Aufgabe
Gib die Datensätze ab der Zeile mit „(format x=55, y=5)“ bis einschließlich der Zeile mit „x=258, y=256“ als zweispaltige CSV mit den Spalten text und antwort aus, eine Zeile je Datensatz mit dessen Text und zugehöriger Antwort. Setze jedes Feld in Anführungszeichen und ersetze darin Zeilenumbrüche durch Leerzeichen.

Vorliegende Angaben
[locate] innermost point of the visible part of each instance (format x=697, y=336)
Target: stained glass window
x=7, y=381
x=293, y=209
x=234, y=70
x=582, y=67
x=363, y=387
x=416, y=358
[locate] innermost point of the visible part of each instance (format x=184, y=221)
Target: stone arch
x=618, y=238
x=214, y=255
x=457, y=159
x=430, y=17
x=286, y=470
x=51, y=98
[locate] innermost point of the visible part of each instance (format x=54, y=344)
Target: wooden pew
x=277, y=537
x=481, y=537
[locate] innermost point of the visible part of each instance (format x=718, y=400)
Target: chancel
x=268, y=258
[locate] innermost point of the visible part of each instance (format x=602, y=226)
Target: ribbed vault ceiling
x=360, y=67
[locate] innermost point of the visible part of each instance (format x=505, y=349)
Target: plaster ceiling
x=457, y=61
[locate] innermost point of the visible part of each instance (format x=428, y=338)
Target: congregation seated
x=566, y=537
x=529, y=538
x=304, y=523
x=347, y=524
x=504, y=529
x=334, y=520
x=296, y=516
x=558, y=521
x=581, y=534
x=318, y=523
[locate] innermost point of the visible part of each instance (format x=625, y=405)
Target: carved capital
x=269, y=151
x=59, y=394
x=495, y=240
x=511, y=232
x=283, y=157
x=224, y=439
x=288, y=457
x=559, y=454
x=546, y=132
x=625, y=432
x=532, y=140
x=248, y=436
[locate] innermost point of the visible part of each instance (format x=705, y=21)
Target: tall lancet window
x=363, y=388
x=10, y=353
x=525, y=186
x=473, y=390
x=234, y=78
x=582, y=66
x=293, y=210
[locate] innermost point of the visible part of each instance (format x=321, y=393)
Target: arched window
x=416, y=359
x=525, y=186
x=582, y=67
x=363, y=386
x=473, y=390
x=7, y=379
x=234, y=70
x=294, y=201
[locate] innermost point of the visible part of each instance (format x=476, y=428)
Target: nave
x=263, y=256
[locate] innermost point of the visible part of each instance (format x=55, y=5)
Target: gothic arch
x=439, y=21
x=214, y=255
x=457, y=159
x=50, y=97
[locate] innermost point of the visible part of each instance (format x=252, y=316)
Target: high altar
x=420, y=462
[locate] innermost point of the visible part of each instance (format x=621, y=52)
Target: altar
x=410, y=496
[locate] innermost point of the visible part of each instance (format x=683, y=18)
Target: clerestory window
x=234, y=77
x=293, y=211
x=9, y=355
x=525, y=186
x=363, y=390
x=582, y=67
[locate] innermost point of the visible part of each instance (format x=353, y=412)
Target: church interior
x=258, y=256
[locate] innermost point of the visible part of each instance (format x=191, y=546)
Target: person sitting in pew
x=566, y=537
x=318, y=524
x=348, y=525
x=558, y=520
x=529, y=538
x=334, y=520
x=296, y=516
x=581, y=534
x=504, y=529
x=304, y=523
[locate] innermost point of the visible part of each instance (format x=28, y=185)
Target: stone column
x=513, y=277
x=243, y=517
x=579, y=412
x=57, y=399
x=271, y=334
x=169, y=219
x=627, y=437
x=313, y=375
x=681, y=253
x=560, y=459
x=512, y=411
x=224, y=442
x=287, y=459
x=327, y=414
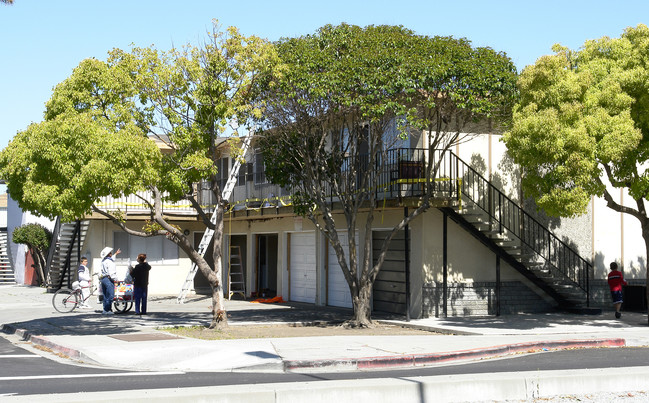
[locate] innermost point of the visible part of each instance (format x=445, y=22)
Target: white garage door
x=303, y=267
x=337, y=289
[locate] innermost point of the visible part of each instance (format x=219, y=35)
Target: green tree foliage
x=345, y=96
x=581, y=127
x=38, y=239
x=142, y=120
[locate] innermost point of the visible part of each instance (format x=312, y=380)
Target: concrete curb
x=525, y=386
x=415, y=360
x=44, y=342
x=366, y=363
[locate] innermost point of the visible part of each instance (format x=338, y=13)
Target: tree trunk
x=220, y=317
x=38, y=264
x=362, y=309
x=645, y=236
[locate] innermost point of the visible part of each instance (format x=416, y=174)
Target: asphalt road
x=23, y=372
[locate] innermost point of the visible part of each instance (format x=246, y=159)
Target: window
x=159, y=250
x=260, y=174
x=223, y=168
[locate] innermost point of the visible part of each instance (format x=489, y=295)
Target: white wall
x=15, y=218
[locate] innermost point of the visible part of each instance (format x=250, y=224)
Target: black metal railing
x=504, y=213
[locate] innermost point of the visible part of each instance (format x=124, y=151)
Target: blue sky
x=41, y=41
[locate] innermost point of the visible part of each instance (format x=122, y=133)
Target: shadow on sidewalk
x=94, y=323
x=548, y=321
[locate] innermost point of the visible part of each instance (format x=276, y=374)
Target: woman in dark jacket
x=140, y=274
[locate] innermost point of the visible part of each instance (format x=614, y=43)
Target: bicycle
x=66, y=300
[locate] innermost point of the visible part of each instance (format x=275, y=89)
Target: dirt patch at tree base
x=292, y=330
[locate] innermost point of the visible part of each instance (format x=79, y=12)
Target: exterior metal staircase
x=514, y=235
x=6, y=272
x=68, y=239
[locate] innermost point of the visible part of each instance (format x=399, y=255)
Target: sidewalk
x=130, y=342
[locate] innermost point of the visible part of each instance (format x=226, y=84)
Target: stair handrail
x=52, y=249
x=68, y=255
x=581, y=279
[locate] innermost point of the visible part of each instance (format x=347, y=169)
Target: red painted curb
x=412, y=360
x=42, y=341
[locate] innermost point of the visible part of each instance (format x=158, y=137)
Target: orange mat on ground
x=275, y=300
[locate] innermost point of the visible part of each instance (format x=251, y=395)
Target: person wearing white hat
x=108, y=277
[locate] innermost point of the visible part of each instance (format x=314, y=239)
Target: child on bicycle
x=84, y=282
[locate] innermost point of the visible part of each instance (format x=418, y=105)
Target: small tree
x=582, y=126
x=38, y=239
x=348, y=94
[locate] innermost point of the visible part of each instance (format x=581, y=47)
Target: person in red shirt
x=615, y=283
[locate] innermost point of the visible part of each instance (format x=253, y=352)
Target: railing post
x=588, y=268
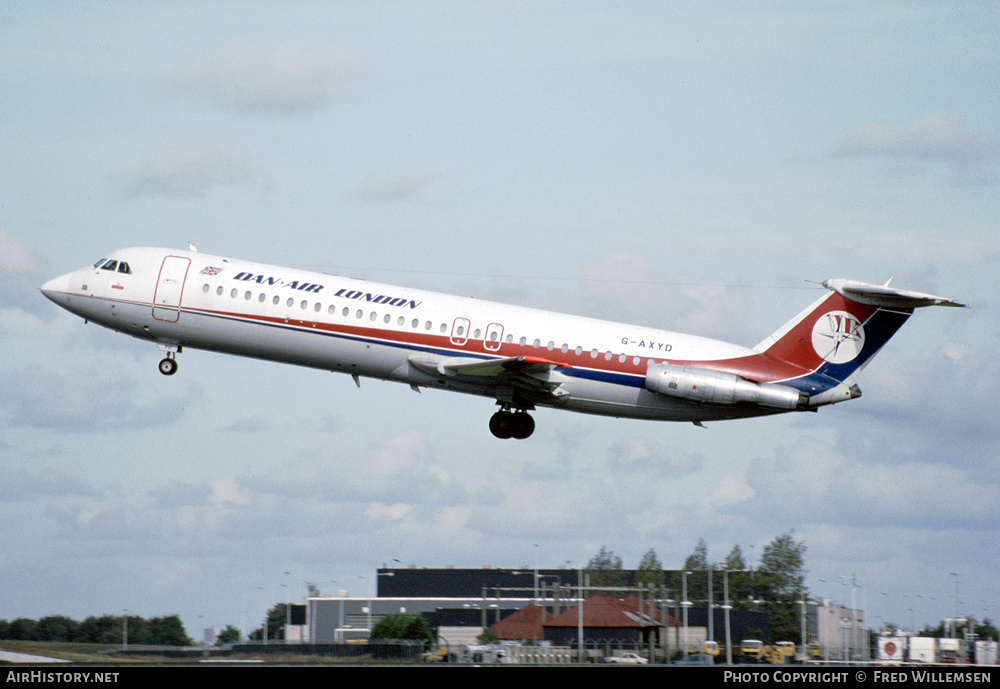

Richtige Antwort
text,antwort
"[locate] innermost point of the visible part of each instance (format x=55, y=5) Target: gothic arch","x=439, y=21 x=214, y=255 x=457, y=159 x=50, y=97"
"[locate] innermost point of the visible part of each instance (format x=252, y=316) Target: high altar","x=420, y=462"
"[locate] innermost point of the visible part of each instance (format x=621, y=52) Target: altar","x=410, y=496"
"[locate] innermost point of the visible part of each instance (format x=683, y=18) Target: clerestory window","x=234, y=77 x=293, y=211 x=9, y=355 x=525, y=186 x=363, y=390 x=582, y=67"
"[locate] innermost point of the visible part of each instance (format x=353, y=412) Target: church interior","x=258, y=256"